Society’s colonizing goals for Liberia

For several decades, the American Colonization Society was a major institution in Washington. It originally was an attempt to finesse the slavery issue by encouraging black Americans to immigrate “back” to Africa. During its long career, the society would engage the efforts of almost every big name in the land, including Abraham Lincoln. Nonetheless, the society never achieved colonization on a large scale. The Civil War was not averted, and racial equality still had to be faced.

The society held its first meeting at the old Davis Hotel in downtown Washington on Dec. 21, 1816.

House Speaker Henry Clay presided, and other attending notables included John Marshall, chief justice of the United States; Andrew Jackson, hero of the War of 1812; Daniel Webster, statesman and orator; Francis Scott Key, author of “The Star-Spangled Banner”; and Supreme Court Justice Bushrod Washington, favorite nephew of the late George Washington, first president of the young republic.

Although not present, former President Thomas Jefferson, then-President James Madison and soon-to-be President James Monroe expressed their support.

The idea of abolishing slavery was immediately disowned at this meeting. As a Dec. 23 account in the local Daily National Intelligencer phrased it, “It is scarcely necessary to add, that all connection of this proposition with the emancipation of slaves, present or future, is explicitly disclaimed.” Only free blacks would be accepted, or slaves who had been freed under condition that they immediately vacate to the society’s chosen colony of Liberia.

PROBLEMS AND TASKS:
• 1. Return the part of the passage on the American Colonization Society starting at "The society held" and ending at "the young republic.".
• 2. According to the passage on the American Colonization Society, where and on what date did the society hold its first meeting?
The entries that come next were taken from a separate source and are unrelated to the passage on the American Colonization Society.

Entries drawn from an annotation dataset:

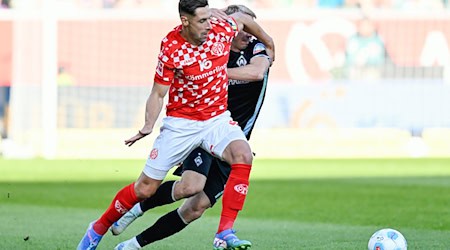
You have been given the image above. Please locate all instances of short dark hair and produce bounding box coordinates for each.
[225,4,256,19]
[178,0,208,16]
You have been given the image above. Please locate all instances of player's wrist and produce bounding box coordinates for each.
[138,130,150,136]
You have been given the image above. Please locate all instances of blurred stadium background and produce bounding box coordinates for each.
[0,0,450,159]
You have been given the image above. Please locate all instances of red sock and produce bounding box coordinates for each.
[93,183,139,235]
[217,164,252,233]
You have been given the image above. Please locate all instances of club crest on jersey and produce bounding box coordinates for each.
[253,43,266,55]
[194,155,203,167]
[150,148,158,160]
[180,57,196,66]
[211,43,225,56]
[227,18,238,31]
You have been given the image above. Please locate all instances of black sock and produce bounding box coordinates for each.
[140,181,175,212]
[136,209,187,247]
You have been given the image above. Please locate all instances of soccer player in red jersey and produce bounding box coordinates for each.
[77,0,274,250]
[110,5,271,250]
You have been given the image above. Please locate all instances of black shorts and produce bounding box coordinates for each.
[173,148,231,207]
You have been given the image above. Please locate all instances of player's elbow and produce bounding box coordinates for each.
[252,70,266,81]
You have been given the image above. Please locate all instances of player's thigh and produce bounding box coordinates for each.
[178,191,211,223]
[203,159,231,207]
[144,117,202,180]
[202,111,251,159]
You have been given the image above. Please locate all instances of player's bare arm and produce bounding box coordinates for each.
[230,12,275,61]
[227,56,270,82]
[125,83,169,147]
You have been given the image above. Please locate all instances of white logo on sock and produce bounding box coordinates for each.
[234,184,248,195]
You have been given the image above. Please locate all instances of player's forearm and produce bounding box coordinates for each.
[232,13,275,60]
[141,91,164,134]
[228,64,266,82]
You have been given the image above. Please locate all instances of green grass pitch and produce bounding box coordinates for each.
[0,159,450,250]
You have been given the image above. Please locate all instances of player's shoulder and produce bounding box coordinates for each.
[159,26,184,57]
[211,17,238,33]
[246,38,266,55]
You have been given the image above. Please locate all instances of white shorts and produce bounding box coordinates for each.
[143,111,247,180]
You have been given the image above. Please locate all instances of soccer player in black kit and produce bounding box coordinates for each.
[111,5,271,250]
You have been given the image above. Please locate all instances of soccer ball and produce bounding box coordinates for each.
[368,228,407,250]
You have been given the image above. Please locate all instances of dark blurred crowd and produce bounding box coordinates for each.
[1,0,450,10]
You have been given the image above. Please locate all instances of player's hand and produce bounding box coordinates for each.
[125,130,151,147]
[210,8,228,20]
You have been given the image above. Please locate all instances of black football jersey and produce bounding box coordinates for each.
[228,40,269,139]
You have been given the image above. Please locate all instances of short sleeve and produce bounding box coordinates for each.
[154,41,175,85]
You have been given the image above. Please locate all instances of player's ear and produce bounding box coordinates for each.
[180,15,189,27]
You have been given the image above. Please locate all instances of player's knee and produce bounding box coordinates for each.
[134,186,155,200]
[181,206,207,223]
[176,183,203,199]
[233,151,253,165]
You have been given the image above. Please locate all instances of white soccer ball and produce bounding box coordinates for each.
[368,228,407,250]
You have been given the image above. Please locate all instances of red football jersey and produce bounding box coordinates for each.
[154,18,238,121]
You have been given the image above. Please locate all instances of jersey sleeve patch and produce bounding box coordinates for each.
[253,43,266,55]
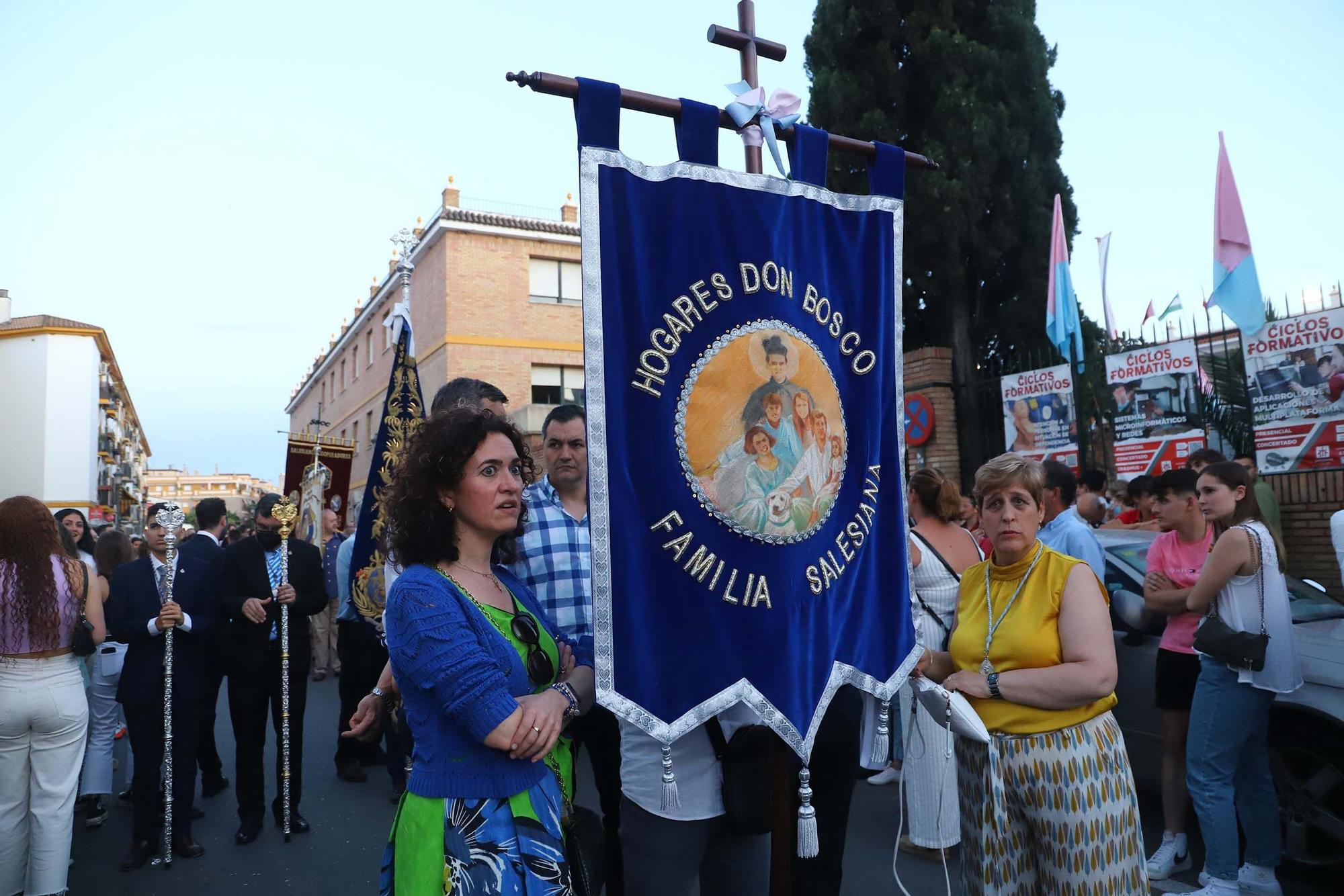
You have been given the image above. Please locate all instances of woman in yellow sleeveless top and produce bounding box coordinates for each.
[915,454,1148,896]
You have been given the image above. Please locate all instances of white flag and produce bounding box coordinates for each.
[1097,234,1120,339]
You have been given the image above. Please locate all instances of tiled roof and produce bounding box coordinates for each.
[442,207,579,236]
[0,314,102,330]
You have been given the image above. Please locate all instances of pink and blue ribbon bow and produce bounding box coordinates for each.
[724,81,802,177]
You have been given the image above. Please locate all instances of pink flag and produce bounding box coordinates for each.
[1214,132,1251,271]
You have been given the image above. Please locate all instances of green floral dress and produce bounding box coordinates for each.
[379,576,574,896]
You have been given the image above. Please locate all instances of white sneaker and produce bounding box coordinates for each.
[1189,872,1242,896]
[868,766,900,787]
[1199,865,1284,896]
[1148,833,1191,880]
[1236,865,1284,896]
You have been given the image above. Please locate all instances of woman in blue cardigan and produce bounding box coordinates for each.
[380,407,593,896]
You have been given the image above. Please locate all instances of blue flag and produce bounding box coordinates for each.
[581,150,921,768]
[349,304,425,635]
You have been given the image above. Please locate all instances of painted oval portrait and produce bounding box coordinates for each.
[677,320,848,544]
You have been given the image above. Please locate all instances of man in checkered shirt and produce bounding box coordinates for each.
[512,404,624,896]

SOLUTIONS IN ORDER:
• 1.
The society held its first meeting at the old Davis Hotel in downtown Washington on Dec. 21, 1816.

House Speaker Henry Clay presided, and other attending notables included John Marshall, chief justice of the United States; Andrew Jackson, hero of the War of 1812; Daniel Webster, statesman and orator; Francis Scott Key, author of “The Star-Spangled Banner”; and Supreme Court Justice Bushrod Washington, favorite nephew of the late George Washington, first president of the young republic.

• 2. At the old Davis Hotel in downtown Washington on Dec. 21, 1816.